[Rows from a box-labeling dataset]
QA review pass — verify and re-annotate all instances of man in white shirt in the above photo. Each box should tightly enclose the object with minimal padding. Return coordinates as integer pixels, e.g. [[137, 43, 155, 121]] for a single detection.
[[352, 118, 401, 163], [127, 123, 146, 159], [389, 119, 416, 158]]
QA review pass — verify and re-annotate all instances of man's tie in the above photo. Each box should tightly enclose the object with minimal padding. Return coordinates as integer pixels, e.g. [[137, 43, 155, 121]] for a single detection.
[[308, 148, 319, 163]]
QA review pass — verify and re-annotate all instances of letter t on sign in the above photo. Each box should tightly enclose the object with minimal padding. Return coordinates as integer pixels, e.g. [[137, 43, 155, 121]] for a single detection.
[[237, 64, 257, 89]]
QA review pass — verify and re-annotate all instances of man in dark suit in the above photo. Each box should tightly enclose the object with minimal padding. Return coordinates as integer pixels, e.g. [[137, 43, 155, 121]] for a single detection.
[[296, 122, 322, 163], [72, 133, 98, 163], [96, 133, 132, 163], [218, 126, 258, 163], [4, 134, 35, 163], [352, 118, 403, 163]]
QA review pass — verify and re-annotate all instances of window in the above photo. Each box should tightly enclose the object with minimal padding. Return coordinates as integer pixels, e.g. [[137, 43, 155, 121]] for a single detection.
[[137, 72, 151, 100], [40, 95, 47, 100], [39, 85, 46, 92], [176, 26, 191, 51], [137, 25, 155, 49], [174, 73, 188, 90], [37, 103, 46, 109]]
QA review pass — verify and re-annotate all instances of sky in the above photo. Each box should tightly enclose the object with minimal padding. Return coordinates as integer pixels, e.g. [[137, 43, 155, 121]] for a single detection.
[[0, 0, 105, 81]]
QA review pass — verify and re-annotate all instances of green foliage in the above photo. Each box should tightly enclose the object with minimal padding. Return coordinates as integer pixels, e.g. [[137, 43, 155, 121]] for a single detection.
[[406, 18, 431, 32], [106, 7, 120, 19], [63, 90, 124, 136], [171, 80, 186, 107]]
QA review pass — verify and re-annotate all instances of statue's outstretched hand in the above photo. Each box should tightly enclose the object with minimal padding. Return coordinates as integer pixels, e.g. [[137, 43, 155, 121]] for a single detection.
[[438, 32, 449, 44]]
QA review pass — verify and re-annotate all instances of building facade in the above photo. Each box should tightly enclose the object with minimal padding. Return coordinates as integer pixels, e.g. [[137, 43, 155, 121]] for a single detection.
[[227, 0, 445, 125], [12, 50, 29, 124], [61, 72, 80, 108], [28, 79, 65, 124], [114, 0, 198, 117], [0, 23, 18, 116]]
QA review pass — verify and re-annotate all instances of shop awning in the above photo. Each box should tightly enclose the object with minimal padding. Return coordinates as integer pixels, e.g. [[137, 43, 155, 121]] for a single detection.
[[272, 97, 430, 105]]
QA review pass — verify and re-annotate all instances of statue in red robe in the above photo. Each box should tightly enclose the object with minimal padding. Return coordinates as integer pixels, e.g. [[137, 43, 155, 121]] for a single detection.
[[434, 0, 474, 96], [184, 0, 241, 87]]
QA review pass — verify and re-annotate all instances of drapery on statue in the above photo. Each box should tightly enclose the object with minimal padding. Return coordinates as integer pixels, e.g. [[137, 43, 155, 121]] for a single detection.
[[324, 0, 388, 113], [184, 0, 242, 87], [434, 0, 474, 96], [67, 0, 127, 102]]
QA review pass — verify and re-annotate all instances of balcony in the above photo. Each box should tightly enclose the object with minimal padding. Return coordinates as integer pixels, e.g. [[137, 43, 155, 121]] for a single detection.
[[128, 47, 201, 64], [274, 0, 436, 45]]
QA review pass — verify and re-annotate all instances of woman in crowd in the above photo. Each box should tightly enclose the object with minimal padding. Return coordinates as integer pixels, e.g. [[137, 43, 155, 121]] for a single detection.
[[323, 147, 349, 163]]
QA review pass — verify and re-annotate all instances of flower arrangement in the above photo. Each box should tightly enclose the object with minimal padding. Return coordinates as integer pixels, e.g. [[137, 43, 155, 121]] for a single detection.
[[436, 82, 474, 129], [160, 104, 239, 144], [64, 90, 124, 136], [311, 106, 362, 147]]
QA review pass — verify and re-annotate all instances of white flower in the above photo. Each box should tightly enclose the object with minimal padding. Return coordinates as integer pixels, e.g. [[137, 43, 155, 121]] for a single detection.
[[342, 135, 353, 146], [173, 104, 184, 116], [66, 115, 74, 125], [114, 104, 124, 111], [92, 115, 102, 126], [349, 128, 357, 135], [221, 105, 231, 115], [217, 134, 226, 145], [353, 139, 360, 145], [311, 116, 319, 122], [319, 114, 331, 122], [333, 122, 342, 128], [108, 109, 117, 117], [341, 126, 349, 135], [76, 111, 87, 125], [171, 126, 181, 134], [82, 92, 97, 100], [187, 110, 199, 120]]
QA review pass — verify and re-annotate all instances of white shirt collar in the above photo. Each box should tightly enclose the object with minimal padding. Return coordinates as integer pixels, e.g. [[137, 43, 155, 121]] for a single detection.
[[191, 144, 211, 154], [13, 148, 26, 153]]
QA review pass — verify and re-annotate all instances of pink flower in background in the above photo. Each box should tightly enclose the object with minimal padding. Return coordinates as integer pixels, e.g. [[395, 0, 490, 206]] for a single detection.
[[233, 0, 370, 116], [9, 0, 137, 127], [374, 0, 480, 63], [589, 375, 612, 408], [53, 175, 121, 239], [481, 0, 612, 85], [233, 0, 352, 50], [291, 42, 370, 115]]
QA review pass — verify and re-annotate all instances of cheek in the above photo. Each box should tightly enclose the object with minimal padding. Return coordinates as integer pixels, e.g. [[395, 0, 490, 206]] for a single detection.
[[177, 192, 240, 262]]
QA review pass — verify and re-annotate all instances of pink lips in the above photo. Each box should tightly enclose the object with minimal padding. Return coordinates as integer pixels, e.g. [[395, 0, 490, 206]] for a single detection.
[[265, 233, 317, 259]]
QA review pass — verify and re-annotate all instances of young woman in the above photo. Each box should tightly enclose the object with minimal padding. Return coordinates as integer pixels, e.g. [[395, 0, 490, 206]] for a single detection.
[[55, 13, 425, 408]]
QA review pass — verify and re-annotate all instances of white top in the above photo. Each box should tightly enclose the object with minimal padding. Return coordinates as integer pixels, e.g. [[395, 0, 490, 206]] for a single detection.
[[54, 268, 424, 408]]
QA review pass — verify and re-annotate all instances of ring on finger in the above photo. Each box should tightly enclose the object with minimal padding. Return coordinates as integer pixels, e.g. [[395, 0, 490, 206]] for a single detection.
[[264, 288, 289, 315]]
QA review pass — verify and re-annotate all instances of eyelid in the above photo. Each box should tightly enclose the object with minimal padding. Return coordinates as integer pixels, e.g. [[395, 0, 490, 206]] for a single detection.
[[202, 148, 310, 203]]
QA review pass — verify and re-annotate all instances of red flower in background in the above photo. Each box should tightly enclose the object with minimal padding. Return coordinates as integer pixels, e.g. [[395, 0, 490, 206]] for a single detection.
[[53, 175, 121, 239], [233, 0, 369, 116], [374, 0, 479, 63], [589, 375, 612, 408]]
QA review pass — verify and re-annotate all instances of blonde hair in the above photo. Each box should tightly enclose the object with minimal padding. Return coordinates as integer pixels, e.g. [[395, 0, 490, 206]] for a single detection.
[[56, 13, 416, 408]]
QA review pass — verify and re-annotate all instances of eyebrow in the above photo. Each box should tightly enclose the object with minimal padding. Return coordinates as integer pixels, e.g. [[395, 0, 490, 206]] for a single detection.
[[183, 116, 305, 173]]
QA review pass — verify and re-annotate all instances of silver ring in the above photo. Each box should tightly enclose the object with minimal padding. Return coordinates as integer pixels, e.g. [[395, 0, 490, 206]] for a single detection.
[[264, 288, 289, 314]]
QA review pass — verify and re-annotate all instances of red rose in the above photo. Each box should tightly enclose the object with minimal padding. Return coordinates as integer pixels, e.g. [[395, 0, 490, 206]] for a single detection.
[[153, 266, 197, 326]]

TASK GOAL: Arrange everything from the start of the material down to the line containing "119, 416, 158]]" as a Markdown table with the columns No. and Line, giving each line a row number and leaving out blank lines.

OUTPUT FOR THIS EXERCISE:
| No. | Line |
|---|---|
| 1 | QA review pass — verify and re-annotate all instances of man in white shirt in the above photo. Each box should tightly enclose the object with minimal padding. Return coordinates as integer pixels, e.g. [[137, 43, 155, 121]] for a single detection. |
| 2 | [[352, 118, 401, 163], [127, 123, 146, 159], [389, 119, 416, 158]] |